[START Text passage]

# Antec MX-1 enclosure - $26.74 after rebate



## techm8n (Jan 3, 2008)

Order yours before everyone here takes them! :eek2:

Antec MX-1 $26.74 after rebate --> http://www.amazon.com/exec/obidos/t...t_shr?_encoding=UTF8&m=ATVPDKIKX0DER&v=glance

Enjoy!


----------



## Ken S (Feb 13, 2007)

Thank you for posting this. Nice deal (free shipping as well) and a solid product.


----------



## somekevinguy (Jan 7, 2008)

That figures. I just ordered mine from Amazon 4 days ago and it just showed up today.


----------



## rjf (Mar 9, 2007)

thanks for the heads up!


----------



## techm8n (Jan 3, 2008)

rjf said:


> thanks for the heads up!

[END Text passage]

Extract the full forum thread on the Antec MX-1 enclosure deal, reproducing every line of it verbatim.

[START Records shown]

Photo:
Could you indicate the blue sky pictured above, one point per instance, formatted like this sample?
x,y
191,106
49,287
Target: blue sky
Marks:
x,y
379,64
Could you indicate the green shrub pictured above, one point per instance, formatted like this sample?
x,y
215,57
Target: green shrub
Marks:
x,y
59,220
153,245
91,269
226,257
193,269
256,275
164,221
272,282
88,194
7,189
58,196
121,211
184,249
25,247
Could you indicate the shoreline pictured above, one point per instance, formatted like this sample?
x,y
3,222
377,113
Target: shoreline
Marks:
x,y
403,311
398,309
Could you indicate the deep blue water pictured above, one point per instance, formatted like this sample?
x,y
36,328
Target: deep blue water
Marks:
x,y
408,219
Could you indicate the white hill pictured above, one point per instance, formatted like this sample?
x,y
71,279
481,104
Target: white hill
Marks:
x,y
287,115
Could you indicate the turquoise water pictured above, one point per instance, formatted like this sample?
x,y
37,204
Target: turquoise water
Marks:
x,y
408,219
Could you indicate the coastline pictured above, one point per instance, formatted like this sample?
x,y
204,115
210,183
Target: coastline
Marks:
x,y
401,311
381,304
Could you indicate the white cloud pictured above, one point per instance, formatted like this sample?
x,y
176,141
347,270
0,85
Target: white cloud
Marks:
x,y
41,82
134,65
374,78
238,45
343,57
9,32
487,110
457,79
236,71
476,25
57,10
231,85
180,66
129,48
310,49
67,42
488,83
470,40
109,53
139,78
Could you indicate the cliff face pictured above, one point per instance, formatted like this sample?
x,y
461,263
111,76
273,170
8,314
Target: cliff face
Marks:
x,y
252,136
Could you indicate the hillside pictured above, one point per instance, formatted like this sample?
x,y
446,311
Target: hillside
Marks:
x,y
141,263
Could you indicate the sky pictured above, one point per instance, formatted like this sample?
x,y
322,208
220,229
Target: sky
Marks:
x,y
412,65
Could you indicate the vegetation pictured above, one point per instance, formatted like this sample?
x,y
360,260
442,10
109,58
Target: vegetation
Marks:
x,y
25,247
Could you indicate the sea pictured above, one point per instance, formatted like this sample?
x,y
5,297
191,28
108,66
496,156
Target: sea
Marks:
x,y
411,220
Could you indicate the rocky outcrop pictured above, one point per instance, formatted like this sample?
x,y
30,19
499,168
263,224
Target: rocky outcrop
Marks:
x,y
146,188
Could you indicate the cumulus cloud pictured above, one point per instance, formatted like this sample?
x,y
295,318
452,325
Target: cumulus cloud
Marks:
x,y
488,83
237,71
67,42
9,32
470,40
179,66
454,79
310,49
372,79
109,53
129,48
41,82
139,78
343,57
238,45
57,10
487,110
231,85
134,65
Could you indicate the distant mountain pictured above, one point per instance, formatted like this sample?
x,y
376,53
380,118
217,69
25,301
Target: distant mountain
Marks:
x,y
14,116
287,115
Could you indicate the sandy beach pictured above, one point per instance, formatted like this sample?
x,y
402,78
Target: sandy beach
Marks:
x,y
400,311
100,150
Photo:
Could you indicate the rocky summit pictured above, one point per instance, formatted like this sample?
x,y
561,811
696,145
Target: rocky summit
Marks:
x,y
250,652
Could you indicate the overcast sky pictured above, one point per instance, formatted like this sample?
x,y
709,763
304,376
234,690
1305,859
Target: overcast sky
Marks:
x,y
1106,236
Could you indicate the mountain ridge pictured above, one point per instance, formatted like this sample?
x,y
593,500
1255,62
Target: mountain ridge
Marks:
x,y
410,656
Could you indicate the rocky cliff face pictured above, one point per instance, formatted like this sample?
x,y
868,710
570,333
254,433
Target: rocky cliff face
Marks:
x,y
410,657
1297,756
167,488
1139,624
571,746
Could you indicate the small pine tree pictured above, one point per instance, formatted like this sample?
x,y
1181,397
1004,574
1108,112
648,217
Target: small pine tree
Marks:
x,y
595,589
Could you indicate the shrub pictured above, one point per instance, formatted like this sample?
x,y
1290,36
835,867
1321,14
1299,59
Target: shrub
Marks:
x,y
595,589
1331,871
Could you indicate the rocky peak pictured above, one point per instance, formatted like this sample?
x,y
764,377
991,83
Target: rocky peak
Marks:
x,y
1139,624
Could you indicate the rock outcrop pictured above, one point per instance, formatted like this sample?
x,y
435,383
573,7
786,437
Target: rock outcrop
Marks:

[END Records shown]

◆ Answer below ◆
# Antec MX-1 enclosure - $26.74 after rebate



## techm8n (Jan 3, 2008)

Order yours before everyone here takes them! :eek2:

Antec MX-1 $26.74 after rebate --> http://www.amazon.com/exec/obidos/t...t_shr?_encoding=UTF8&m=ATVPDKIKX0DER&v=glance

Enjoy!


----------



## Ken S (Feb 13, 2007)

Thank you for posting this. Nice deal (free shipping as well) and a solid product.


----------



## somekevinguy (Jan 7, 2008)

That figures. I just ordered mine from Amazon 4 days ago and it just showed up today.


----------



## rjf (Mar 9, 2007)

thanks for the heads up!


----------



## techm8n (Jan 3, 2008)

rjf said:


> thanks for the heads up!